SHORT PROBLEM: All of the records listed below should be retyped exactly.

---+---

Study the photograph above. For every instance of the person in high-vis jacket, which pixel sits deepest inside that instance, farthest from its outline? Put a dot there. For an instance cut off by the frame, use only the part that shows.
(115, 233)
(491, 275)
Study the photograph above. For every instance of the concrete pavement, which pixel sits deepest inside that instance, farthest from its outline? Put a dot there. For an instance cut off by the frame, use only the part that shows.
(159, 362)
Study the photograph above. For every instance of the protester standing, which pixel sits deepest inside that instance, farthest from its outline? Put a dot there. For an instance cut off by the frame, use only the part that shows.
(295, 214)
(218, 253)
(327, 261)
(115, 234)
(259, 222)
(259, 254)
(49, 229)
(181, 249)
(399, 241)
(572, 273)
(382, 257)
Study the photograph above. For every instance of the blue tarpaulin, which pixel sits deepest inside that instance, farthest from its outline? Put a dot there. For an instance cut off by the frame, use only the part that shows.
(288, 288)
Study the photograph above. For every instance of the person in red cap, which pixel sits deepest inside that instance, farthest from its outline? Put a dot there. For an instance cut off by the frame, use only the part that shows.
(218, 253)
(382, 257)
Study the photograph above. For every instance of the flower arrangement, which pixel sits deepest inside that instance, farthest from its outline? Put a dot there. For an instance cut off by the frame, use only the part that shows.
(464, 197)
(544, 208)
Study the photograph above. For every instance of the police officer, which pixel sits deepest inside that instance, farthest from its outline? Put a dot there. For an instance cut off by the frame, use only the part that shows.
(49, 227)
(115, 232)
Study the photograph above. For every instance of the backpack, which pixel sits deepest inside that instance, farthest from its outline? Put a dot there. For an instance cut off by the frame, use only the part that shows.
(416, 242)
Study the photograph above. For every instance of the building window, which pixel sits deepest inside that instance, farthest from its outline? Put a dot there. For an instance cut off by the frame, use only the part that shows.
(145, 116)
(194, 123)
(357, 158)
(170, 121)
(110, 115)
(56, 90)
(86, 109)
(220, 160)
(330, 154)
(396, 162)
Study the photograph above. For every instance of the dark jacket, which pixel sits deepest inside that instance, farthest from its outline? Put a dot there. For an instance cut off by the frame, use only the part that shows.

---+---

WRITTEN SOLUTION:
Study the photograph above. For every instance of the person in high-vis jacket, which pixel sits deepest inside that instance, farthest from its outline? Put a dot there. For an instance cut off by the frame, use only the part that shows.
(115, 233)
(491, 275)
Study the photograph above. For every instance of the concrete pavement, which pixel sits deepest inside that instance, farthest from its outline? Put a dot there. For an instance cut off by the frame, use only the part that shows.
(159, 362)
Study the photograph above. For every instance of the protester standing, which pixel sits deepest inside that instance, farthest from its outline? Put a dot there. For an instance cut off by the frame, use only the part that shows.
(295, 214)
(218, 253)
(327, 261)
(115, 234)
(259, 222)
(259, 254)
(49, 229)
(181, 249)
(399, 241)
(572, 273)
(382, 257)
Study the photograph above. For every instance of the blue tarpaulin, which pixel sits deepest inside that instance, farthest from its outline? Put a dot there. For an instance cut off by the frame, use only the part that shows.
(288, 288)
Study the photograph above. For every instance of the person in red cap, which pixel sits deepest inside that instance, farthest from its outline? Put a dot there. For an instance cut off by the frame, use only the part that shows.
(218, 253)
(382, 257)
Study the photograph above. For every instance of the flower arrangement, which pixel sits deepest inside that instance, farthest from its outline? Put a dot there. For an instance cut off by the frame, use only the part that shows.
(464, 197)
(544, 208)
Study the photograph above. For every instance of the police officer, which pixel sits deepest inside that instance, farthest from its outline? Put a dot there. For an instance cut off by the frame, use only the part that shows.
(49, 227)
(115, 232)
Study the photograph above. For every instance of the backpack, which pixel sits deepest inside that instance, farthest from its outline? Put a dot there. For an instance cut off by the frame, use only the part that shows.
(416, 242)
Study the photograph above. For every instance of the building window, which pixel sits deepest inside that instance, farthest from its outline? Put a dot there. For an instance cut off by the frame, use only the part that shows.
(145, 116)
(194, 123)
(357, 158)
(170, 121)
(110, 115)
(56, 90)
(86, 109)
(220, 160)
(330, 154)
(396, 162)
Study the photograph above. For every instance of the dark jacket, which pixel sits deepest inside that instance, farthest from its outline? Put a dot there. For an instance cut off by the frame, use only the part that shows.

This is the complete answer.